§ TASK STATEMENT:
Decide whether each statement below agrees with the passage on the International Student Outreach Program. Answer yes or no for each, and quote the deciding words of the passage. 1. The program was started to assist foreign students working in the Ocean City area during the summer season. 2. After retiring, Conestabile will end all involvement with the program. 3. Holy Savior is located at the northern end of Ocean City.

At the turn of the century, Anne Marie Conestabile worked with Father John Klevence to set up a program to help with the influx of foreign students into the Ocean City, Md., area, where they would work during the summer season. Little did she know what that would become over the next nearly quarter century.
“We had a ministry set up for all the international students, and it’s been going on and growing and growing and growing,” Conestabile said last week.
When the International Student Outreach Program began, Conestabile was the youth minister at St. Mary Star of the Sea and its mission church, Holy Savior, at the southern end of Ocean City. She moved on to United Work and Travel, although she worked out of Holy Savior. Conestabile is retiring Sept. 2, although she will remain involved as a volunteer.
“It’s been a passion and always been a passion,” she said. “This has been the most wonderful thing I could have ever imagined. It will be sad to let it go, but I know it’s time. Changes are good.”
The current pastor of St. Mary Star of the Sea/Holy Savior, Father John Solomon, said the ISOP has been a good way for the foreign students to experience American culture and that of all the countries that are represented each summer. The benefits extend to the parish as well.

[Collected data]

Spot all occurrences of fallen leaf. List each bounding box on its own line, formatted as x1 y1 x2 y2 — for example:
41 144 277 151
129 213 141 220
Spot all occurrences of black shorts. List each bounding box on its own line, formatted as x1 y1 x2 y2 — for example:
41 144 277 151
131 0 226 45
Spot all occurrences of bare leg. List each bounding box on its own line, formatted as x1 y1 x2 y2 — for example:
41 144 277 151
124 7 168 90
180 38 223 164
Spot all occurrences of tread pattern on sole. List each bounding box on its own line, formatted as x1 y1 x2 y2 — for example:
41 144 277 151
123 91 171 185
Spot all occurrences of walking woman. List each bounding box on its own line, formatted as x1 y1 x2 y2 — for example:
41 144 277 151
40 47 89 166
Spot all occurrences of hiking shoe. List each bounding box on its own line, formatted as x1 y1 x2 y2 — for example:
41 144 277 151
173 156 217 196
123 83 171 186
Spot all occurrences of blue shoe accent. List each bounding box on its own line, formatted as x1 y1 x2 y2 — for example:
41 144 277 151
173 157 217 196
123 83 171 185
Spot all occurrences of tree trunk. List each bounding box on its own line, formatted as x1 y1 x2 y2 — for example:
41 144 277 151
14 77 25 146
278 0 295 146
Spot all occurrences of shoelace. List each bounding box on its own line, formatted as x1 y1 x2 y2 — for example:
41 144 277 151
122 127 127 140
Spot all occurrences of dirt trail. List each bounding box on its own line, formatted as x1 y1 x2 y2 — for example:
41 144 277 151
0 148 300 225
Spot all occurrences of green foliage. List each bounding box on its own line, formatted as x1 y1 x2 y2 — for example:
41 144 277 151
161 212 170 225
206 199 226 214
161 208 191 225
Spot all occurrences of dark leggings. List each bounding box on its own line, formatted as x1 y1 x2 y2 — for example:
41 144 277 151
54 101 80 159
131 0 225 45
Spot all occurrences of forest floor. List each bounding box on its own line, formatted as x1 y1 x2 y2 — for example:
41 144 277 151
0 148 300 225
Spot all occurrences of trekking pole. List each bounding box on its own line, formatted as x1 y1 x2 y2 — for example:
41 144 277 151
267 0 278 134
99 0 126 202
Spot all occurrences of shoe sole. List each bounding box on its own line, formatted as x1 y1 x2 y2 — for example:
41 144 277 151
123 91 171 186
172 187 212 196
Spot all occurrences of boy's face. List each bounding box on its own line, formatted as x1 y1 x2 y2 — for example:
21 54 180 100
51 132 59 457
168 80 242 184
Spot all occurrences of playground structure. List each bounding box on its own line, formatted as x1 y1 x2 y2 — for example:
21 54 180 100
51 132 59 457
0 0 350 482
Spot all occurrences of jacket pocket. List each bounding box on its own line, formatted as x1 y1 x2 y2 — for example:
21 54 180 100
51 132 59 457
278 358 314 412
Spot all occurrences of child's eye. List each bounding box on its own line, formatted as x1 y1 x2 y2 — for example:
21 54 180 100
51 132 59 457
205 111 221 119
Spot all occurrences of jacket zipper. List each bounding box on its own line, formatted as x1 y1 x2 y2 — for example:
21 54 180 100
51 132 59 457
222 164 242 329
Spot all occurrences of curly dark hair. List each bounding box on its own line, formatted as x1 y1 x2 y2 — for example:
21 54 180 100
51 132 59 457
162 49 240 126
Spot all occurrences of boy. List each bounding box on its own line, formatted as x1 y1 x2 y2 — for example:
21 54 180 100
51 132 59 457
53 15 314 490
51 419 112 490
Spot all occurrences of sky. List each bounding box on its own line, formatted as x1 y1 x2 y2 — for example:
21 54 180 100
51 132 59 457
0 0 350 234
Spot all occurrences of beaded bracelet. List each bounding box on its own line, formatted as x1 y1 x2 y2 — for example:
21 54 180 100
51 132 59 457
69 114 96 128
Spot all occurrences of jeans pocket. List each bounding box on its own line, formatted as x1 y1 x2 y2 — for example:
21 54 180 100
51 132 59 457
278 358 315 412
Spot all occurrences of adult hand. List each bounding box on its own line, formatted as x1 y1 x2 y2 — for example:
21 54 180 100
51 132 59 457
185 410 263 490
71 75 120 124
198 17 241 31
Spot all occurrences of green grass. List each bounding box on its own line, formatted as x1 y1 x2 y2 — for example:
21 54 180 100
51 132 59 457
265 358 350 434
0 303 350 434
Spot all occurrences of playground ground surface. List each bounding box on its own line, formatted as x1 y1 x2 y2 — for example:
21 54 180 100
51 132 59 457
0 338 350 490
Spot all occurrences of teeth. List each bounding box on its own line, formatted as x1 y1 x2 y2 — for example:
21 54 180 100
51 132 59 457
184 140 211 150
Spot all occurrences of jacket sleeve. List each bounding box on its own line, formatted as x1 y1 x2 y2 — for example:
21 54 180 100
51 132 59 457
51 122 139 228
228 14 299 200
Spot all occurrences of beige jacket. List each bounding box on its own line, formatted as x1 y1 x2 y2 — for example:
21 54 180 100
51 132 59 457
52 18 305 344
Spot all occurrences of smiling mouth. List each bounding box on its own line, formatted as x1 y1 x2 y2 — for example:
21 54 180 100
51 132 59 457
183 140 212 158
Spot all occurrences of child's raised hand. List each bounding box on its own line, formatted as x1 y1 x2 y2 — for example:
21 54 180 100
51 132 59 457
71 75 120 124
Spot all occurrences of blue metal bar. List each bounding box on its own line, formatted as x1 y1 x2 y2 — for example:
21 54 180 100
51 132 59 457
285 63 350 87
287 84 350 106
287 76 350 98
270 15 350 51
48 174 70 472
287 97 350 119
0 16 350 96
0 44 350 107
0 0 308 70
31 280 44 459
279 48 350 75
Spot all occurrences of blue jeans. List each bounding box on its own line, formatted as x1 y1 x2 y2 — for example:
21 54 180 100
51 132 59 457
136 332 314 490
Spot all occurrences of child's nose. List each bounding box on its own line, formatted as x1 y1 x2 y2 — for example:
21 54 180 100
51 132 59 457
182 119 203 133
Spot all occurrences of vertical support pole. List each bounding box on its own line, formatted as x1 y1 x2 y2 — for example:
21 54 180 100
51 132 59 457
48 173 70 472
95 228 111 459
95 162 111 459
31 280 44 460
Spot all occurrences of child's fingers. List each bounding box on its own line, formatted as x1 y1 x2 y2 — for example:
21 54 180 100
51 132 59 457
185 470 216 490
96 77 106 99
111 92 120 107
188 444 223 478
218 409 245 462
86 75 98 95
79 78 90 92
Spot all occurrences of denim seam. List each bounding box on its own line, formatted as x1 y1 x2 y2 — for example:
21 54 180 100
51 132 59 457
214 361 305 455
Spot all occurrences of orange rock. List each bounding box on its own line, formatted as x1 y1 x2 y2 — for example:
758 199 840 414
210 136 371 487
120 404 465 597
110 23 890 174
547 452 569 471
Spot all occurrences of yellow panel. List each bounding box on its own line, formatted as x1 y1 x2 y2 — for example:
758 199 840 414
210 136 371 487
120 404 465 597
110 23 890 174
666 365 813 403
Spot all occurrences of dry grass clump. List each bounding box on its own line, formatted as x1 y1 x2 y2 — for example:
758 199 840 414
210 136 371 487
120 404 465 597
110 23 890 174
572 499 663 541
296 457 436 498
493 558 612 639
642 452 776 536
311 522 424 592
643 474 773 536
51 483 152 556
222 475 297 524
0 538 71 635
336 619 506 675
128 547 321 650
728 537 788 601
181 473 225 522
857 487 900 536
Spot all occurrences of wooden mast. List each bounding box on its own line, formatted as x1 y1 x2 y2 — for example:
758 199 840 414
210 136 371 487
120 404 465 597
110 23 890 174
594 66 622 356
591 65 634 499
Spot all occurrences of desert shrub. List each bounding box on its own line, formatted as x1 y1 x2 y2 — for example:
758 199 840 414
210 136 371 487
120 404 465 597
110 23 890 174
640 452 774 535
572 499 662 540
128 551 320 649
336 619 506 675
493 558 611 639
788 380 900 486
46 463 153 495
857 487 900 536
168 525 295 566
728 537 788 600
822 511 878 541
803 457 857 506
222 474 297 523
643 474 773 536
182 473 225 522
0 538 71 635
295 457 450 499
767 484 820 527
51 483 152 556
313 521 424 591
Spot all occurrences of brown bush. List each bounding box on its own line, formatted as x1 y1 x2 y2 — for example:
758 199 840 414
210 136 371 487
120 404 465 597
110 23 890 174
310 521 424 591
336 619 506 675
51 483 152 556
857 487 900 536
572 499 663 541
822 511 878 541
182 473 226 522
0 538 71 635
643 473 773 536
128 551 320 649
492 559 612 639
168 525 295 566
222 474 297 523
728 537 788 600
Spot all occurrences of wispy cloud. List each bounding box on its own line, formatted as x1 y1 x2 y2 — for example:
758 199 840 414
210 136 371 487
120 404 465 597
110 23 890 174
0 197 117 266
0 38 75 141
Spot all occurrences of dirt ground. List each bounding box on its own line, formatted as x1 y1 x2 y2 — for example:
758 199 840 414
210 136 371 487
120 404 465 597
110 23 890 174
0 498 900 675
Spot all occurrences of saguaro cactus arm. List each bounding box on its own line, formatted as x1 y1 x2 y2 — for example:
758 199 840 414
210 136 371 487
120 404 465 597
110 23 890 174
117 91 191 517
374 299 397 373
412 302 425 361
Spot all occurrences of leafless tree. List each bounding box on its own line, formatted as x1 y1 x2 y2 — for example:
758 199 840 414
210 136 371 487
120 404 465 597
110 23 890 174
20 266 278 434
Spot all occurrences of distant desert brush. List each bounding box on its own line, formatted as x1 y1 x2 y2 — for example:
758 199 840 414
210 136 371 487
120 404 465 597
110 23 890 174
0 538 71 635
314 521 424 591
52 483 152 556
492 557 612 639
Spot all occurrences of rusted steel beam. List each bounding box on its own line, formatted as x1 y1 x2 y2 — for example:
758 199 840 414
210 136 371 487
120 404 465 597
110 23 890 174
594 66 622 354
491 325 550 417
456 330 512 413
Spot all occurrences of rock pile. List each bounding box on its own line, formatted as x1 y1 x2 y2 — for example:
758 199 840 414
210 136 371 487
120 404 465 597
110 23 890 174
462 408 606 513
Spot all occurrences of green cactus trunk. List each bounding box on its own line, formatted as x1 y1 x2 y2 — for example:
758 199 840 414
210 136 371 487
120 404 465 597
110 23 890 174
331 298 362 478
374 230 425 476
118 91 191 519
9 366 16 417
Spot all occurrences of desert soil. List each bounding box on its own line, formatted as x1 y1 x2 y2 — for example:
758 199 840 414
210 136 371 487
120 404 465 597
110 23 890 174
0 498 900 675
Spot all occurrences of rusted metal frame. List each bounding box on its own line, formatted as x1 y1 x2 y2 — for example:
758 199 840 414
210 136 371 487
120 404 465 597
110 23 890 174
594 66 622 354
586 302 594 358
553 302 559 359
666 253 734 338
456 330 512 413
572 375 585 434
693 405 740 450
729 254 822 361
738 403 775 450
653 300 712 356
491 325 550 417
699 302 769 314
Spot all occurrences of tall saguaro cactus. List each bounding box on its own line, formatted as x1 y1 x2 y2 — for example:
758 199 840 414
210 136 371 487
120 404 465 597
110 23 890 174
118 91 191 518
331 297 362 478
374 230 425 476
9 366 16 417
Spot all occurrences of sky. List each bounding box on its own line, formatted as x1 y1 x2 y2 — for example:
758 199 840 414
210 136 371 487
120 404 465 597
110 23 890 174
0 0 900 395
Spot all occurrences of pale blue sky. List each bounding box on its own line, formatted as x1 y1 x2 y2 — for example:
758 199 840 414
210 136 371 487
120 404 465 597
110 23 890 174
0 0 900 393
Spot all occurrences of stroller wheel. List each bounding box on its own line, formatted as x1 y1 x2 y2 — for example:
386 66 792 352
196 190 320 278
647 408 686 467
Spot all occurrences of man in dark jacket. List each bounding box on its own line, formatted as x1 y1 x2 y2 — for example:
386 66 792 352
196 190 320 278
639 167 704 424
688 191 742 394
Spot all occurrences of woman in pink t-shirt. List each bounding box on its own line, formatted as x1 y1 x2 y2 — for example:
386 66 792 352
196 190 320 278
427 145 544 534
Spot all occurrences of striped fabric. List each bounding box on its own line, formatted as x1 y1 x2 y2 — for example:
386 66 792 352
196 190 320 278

§ TASK RESULT:
1. Yes: "to help with the influx of foreign students into the Ocean City, Md., area, where they would work during the summer season."
2. No: "she will remain involved as a volunteer."
3. No: "at the southern end of Ocean City."